[Segmentation annotation records]

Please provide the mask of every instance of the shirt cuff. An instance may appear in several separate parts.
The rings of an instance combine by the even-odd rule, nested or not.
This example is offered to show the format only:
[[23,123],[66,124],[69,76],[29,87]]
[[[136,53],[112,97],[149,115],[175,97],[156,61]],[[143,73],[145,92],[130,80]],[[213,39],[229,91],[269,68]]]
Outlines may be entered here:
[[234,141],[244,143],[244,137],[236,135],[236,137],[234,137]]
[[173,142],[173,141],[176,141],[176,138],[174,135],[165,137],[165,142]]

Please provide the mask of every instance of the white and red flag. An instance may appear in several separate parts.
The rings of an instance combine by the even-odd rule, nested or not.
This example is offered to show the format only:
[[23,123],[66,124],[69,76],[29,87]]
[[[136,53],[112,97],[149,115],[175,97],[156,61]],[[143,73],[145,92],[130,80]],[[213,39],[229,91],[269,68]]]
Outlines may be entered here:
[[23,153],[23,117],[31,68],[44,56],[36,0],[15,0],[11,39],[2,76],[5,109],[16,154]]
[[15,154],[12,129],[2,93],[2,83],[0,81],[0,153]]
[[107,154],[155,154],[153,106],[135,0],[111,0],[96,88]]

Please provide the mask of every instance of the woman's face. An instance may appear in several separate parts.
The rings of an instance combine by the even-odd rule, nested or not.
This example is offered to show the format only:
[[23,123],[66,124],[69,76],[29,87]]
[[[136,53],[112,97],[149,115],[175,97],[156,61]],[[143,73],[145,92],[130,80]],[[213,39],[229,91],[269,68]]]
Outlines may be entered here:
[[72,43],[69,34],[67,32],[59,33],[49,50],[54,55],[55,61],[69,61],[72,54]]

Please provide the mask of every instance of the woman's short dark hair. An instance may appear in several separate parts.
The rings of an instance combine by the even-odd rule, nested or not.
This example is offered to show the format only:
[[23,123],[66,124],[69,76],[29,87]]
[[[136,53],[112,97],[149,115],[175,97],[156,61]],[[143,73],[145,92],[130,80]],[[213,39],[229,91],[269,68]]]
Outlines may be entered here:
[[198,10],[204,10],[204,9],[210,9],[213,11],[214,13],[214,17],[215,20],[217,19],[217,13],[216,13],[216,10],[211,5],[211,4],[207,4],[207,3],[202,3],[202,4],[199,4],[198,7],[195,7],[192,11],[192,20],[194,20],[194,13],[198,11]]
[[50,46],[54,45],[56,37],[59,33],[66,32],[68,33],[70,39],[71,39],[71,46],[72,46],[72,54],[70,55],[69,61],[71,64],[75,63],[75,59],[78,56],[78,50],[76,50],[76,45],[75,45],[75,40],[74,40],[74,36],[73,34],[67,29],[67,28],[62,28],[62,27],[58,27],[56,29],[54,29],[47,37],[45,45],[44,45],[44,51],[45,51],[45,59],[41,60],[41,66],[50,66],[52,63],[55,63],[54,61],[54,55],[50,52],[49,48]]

__Instruction__. Starting with the first line of the items and going on through the line with "[[107,154],[155,154],[153,106],[135,0],[111,0],[96,88]]", rewrite every line, requests included. Multiply each coordinate in the answer outlines by 1.25 and round it to a whole number, with halves rounded up, leaving the numbers in the requests and their format samples unchanged.

__Result of this task__.
Please provide the mask of every instance of the shirt cuff. An instance may appear in several separate parts.
The rings of an instance combine by the even-odd rule, nested or not.
This example is offered to show the format only:
[[23,123],[66,124],[69,76],[29,87]]
[[[136,53],[112,97],[149,115],[175,97],[156,61]],[[143,73],[145,92],[130,80]],[[213,39],[229,91],[269,68]]]
Outlines may be entered here:
[[293,176],[305,179],[305,171],[295,169],[295,171],[293,171]]
[[216,178],[216,176],[220,176],[220,173],[218,169],[206,171],[206,178]]

Please provide the mask of every instance of the white and red flag. An instance may appear in several separate parts.
The rings of an instance combine by the even-odd rule, nested or not.
This example is offered to show the format only:
[[23,123],[66,124],[69,76],[29,87]]
[[[136,53],[112,97],[149,115],[175,97],[156,61]],[[143,73],[145,92],[130,80]],[[213,39],[229,91],[269,68]]]
Outlines may be entered here:
[[29,191],[29,146],[39,85],[55,70],[45,0],[19,0],[14,49],[3,95],[6,136],[20,193]]
[[19,193],[15,161],[3,116],[3,104],[0,101],[0,191]]
[[134,193],[194,193],[191,133],[169,0],[139,0],[120,110]]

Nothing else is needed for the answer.